Data listing:
____

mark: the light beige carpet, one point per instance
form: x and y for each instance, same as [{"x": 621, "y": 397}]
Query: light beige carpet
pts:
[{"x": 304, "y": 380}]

____

Please reproduce every line of the listing above, requests included, and scale each x and y coordinate in the answers by 2.1, rounding to whole numbers with halves rounded up.

**TASK OUTPUT:**
mark: the light beige carpet, one point per instance
form: x and y for each instance, same as [{"x": 621, "y": 397}]
Query: light beige carpet
pts:
[{"x": 638, "y": 798}]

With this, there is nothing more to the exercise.